PASSAGE TO READ:
I saw Grief is the Thing with Feathers this weekend at St. Ann's Warehouse in Brooklyn. The play is powerful, emotional, evoccative, and stunning. I left the theater both drained and excited.
First things first, St. Ann's is one of most beautiful theater venues I have been in. It didn’t hurt that this play took full advantage of audio and visual production on this stage. It just worked. Set that aside I will say this, I would watch a Carvel Fudgie the Whale Cake melt on the St. Ann's Stage for two hours just to be in that venue.
I did not read any reviews of the play prior to going. I saw the title and said 'Oh yes.' Here are two reviews. One is from the Guardian. The other is from The Hollywood Reporter. The later is a more accurate review with extended background about the book, the playwright, author, and more.
Just a couple of quotes from the HWR review to set up my thoughts.
Published in 2015, Porter's novel (of the same name) is a heavily stylized polyphonic prose poem about an unnamed father wrestling with the devastating aftershocks of his wife's sudden death. The narrator's professional obsession with Crow, a 1970 poetry collection written by Ted Hughes in the shadow of Sylvia Plath's suicide, comes to haunt him in his fragile mental state. In Walsh's interpretation, the character of Crow takes the form of a physical alter ego, preying on the grieving widower in his London apartment, literally taking him over like a demonic possession.
I did not read the novel prior to the play so I went in seriously blind. I like blind. Being blind gives me a chance to react without any self imposed considerations.
Cillian Murphy plays the grieving dad and he plays the crow. It is powerful stunning in its intensity and he renders grief so beautifully it is palpable. To add to the power of this play is the use of projection visualization of words and messages. This is truly a multi-media presentation that is not short of a punch to the gut.

DATA PROVIDED:

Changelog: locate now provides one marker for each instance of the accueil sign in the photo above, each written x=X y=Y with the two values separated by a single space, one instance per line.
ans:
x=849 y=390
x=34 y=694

ACTION ITEM: Pick up the review of the play Grief is the Thing with Feathers where it stops and keep writing it. The material above has nothing to do with what comes next.

OUTPUT BELOW:
I personal identified with this play so much so I bought the book to read. One line that struck me was "Grief is a long term project." It is. Another thought I had while watching this is thinking about Sheryl Sandberg and her husbands sudden death and her book Option B. She said grief was a fog. In 'Grief is a Thing with Feathers' There is no fog. Grief is a thrashing nightmare. I have just read more of Sandberg's reaction to the death of her husband and she as well was thrashed and ripped by her grief. Fog is what it feels like but this fog is a thing of slasher movies. This is no gentle mist on the Scottish moors. Think Freddy Krueger.
I look back at the time following Donna's death and yup fog like. Kind of I guess. In the middle of watching Murphy portray the dad and the crow I am thrown back into the moments, months, and years after her death. I thought I was in a fog. It wasn't. In reality watching this play, all its power, and performance I see now it was not in a fog. I was in the middle of raging grieving wild ass insanity bordering on suicide. The power of the performance, the nuance of the language, and the explosive visuals on stage returned me to my 'fog' with eyes wide opened. The fog was ersatz at best and in reality a dark painful time. Still is at times.
I think this play gives us all a chance to step back, sit down, and think about our grief in real terms. Harsh terms. Powerful terms. Whether this play accurately portrays grief or its presentation of grief is over the top is not my jam. This play made me stop, think, and consider my grief and that is our path forward after loss.
As I read sections from Donna, A Photo Memoir of Love and Loss I written within a few years of Donna's death I can see the Crow was in my home and is still here in some regard.